◆ **Selected text**:
=-=-=-=-=

Custom Drug Development

Identifying specific small molecules or monoclonal antibodies that target Nogo proteins could lead to tailored treatments for various neurodegenerative conditions, enhancing the effectiveness of current therapies.

Nogo proteins and their receptors are central players in hindering neuronal repair and regeneration in neurodegenerative diseases. By targeting these pathways, there is significant potential to develop new therapeutic strategies aimed at promoting neural regeneration, protecting neuronal health, and improving cognitive functions. Research in this area is ongoing and could lead to breakthroughs in how we treat a variety of neurodegenerative disorders.

Case Study

Case 1: Vaccaro G, Dumoulin A, Zuñiga NR, Bandtlow CE, Stoeckli ET. The Nogo-66 receptors NgR1 and NgR3 are required for commissural Axon pathfinding. J Neurosci. 2022;42(20):4087-4100.

Nogo-66 receptors (NgR1-3) are a class of proteins linked to glycerophosphatidylinositol and belong to a superfamily of leucine-rich repeats. Through binding to myelin-associated inhibitors, NgRs play an important role in the inhibition of axonal regeneration after spinal cord injury. Although their role in limiting synaptic plasticity and axonal growth in the adult central nervous system (CNS) has been described, little is known about their role in neurodevelopment.

=-=-=-=-=

[Entries drawn from a collection]
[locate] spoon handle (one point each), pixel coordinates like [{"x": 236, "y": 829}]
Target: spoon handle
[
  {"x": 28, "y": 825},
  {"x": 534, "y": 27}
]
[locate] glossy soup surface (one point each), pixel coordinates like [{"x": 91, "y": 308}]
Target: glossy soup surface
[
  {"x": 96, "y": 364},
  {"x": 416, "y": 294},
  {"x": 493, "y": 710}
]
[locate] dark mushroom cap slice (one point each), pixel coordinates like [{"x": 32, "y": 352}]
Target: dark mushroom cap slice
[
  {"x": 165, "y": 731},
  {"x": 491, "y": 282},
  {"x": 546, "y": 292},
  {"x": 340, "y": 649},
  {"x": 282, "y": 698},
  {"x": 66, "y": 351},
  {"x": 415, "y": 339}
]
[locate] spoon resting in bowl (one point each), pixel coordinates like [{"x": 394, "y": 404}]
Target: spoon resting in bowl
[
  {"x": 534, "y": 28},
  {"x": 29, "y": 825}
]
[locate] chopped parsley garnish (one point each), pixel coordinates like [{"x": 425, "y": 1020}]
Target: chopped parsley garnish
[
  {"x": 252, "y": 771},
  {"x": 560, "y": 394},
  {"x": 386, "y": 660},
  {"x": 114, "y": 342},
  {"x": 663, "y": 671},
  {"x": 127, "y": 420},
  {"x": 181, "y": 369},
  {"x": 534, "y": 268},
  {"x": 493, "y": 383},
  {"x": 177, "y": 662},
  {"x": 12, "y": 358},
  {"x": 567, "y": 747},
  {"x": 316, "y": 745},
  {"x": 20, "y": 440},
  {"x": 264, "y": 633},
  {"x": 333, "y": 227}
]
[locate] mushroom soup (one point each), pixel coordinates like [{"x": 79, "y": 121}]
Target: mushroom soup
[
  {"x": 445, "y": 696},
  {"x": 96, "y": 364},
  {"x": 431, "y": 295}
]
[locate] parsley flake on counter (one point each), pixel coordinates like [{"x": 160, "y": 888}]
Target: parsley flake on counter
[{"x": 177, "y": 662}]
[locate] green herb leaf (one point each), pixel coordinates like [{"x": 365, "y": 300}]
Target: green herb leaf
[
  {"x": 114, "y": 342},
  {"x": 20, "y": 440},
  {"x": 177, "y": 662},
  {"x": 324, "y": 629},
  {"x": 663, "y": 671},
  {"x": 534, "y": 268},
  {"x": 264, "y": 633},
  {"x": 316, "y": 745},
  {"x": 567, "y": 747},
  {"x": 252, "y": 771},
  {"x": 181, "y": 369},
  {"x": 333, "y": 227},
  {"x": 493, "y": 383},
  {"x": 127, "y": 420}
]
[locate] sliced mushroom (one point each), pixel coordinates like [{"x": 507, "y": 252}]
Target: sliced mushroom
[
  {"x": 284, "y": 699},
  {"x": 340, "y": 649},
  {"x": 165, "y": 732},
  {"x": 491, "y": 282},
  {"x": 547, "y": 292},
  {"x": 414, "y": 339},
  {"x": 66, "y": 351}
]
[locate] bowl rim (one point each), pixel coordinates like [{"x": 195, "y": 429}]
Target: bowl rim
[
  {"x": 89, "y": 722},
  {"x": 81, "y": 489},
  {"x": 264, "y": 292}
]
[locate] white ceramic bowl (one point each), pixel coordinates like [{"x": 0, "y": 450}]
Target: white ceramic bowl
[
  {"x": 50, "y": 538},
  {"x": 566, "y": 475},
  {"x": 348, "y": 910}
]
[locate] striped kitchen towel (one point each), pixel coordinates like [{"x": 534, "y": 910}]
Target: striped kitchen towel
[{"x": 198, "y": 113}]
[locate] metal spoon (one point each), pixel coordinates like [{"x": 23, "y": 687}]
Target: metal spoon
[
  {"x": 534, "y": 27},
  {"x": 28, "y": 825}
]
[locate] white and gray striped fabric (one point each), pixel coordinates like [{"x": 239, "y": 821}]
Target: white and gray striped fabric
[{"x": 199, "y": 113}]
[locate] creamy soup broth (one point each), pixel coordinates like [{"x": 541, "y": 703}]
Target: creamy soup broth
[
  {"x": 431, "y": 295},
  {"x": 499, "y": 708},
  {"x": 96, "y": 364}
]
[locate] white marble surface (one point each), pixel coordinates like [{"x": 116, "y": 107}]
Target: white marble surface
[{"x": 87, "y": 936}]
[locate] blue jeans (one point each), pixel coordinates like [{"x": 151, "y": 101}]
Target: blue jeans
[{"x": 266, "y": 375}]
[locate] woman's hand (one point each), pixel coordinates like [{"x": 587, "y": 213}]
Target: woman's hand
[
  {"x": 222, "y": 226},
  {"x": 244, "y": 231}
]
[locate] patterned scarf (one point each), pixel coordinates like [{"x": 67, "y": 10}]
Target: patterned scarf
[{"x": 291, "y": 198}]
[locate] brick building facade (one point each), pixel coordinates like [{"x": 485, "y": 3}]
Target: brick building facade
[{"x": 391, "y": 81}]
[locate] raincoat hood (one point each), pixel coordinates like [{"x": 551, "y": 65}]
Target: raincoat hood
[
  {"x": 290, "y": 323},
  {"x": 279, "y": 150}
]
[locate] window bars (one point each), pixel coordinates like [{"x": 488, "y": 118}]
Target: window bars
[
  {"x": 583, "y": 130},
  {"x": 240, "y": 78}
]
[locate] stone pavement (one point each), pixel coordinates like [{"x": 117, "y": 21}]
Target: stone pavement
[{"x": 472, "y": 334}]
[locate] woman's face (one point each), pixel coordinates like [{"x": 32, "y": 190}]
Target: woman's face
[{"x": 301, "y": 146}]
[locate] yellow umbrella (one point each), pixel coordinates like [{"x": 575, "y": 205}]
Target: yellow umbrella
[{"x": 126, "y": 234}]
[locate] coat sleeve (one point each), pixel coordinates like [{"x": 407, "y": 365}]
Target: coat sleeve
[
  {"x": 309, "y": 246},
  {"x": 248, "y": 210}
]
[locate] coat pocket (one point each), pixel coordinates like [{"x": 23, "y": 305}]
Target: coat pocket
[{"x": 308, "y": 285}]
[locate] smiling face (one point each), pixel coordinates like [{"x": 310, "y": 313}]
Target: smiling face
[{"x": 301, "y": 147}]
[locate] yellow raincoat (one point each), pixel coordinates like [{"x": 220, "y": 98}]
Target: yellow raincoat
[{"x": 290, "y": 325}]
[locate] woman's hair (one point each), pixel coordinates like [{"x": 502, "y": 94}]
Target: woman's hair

=-=-=-=-=

◆ **What to do**:
a. Summarize the passage on Nogo proteins in two sentences.
b. Echo the passage on Nogo proteins word for word, starting with "Custom Drug Development" and going on through "J Neurosci. 2022;42(20):4087-4100.".
c. According to the passage on Nogo proteins, what superfamily do Nogo-66 receptors belong to?
Work from the passage on Nogo proteins alone.

◆ **Problem solutions**:
a. Nogo proteins and their receptors hinder neuronal repair and regeneration in neurodegenerative diseases, so small molecules or monoclonal antibodies that target them could lead to tailored treatments that promote neural regeneration and protect neuronal health. A 2022 case study concerns Nogo-66 receptors, which inhibit axonal regeneration after spinal cord injury but whose role in neurodevelopment is little known.

b.
Custom Drug Development

Identifying specific small molecules or monoclonal antibodies that target Nogo proteins could lead to tailored treatments for various neurodegenerative conditions, enhancing the effectiveness of current therapies.

Nogo proteins and their receptors are central players in hindering neuronal repair and regeneration in neurodegenerative diseases. By targeting these pathways, there is significant potential to develop new therapeutic strategies aimed at promoting neural regeneration, protecting neuronal health, and improving cognitive functions. Research in this area is ongoing and could lead to breakthroughs in how we treat a variety of neurodegenerative disorders.

Case Study

Case 1: Vaccaro G, Dumoulin A, Zuñiga NR, Bandtlow CE, Stoeckli ET. The Nogo-66 receptors NgR1 and NgR3 are required for commissural Axon pathfinding. J Neurosci. 2022;42(20):4087-4100.

c. They belong to a superfamily of leucine-rich repeats.